DIRECTION: Retype the passage of the SEPA payments article starting with "SEPA Instant Credit" and going on through "payer and payee.", keeping every word and mark unchanged.

SEPA is a European role model in payments harmonisation. It started as the logical next step after the introduction of the Euro as a single currency, and has already standardised Euro payments across borders and simplified payments via bank transfer, direct debit and debit card. Completing this mission has been a fantastic achievement unlike anything else seen in other similarly fragmented regions worldwide, but this is only step one.

 

SEPA has the potential to become a world leader in payments technology and in managing open payments infrastructure / standards. In recent years, it has launched various new initiatives aimed at improving, streamlining, or securing payments, for both consumers and businesses alike. In the years ahead, there are several notable incoming schemes and initiatives from SEPA that warrant further analysis, which are set to make a big difference for European payments. Most notable among them are Instant Credit Transfer (SCT Inst), Mobile P2P (SMP2P), and Request-To-Pay (SRTP). In my opinion, these are the three big schemes that will define European payments for the next decade.

 

Unlike the European Payments initiative, which is set to rival the brands like PayPal, SEPA’s incoming schemes are not oven-ready payment products. Instead, they are standards/rulebooks for payment flows, on which businesses will need to build their own applications. They are central to SEPA’s aims, and it’s important to understand how they will work together, their likely impact and if there are any potential pitfalls to implementation or adoption.

 

I believe I am well placed to do this analysis. I am a payments industry veteran of over 20 years, I have run multiple payments businesses across multiple countries, and I have been watching SEPA’s movements with keen interest since day one.

 

SEPA Instant Credit Transfer – overview 

I want to start with SCT Inst, since it is already technically in the market, albeit, arguably still in an early adoption stage (a bit like Open Banking). SCT Inst is a pan-European push payment standard that enables instant payments up to €100,000 across international borders. The SCT Inst scheme guarantees payment clearing and crediting of funds between two participating PSPs within 10 seconds.

 

Approximately 2,500 payments service providers are already able to receive and/or make SCT Inst payments today. Expect this number to grow significantly in the years ahead, since SICT is an incredibly strong proposition, and a great potential competitor to card schemes with benefits to both payer and payee.

GIVEN INFORMATION:
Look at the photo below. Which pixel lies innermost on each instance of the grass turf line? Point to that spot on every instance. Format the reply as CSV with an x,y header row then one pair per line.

SOLVED EXERCISE:
SEPA Instant Credit Transfer – overview 

I want to start with SCT Inst, since it is already technically in the market, albeit, arguably still in an early adoption stage (a bit like Open Banking). SCT Inst is a pan-European push payment standard that enables instant payments up to €100,000 across international borders. The SCT Inst scheme guarantees payment clearing and crediting of funds between two participating PSPs within 10 seconds.

 

Approximately 2,500 payments service providers are already able to receive and/or make SCT Inst payments today. Expect this number to grow significantly in the years ahead, since SICT is an incredibly strong proposition, and a great potential competitor to card schemes with benefits to both payer and payee.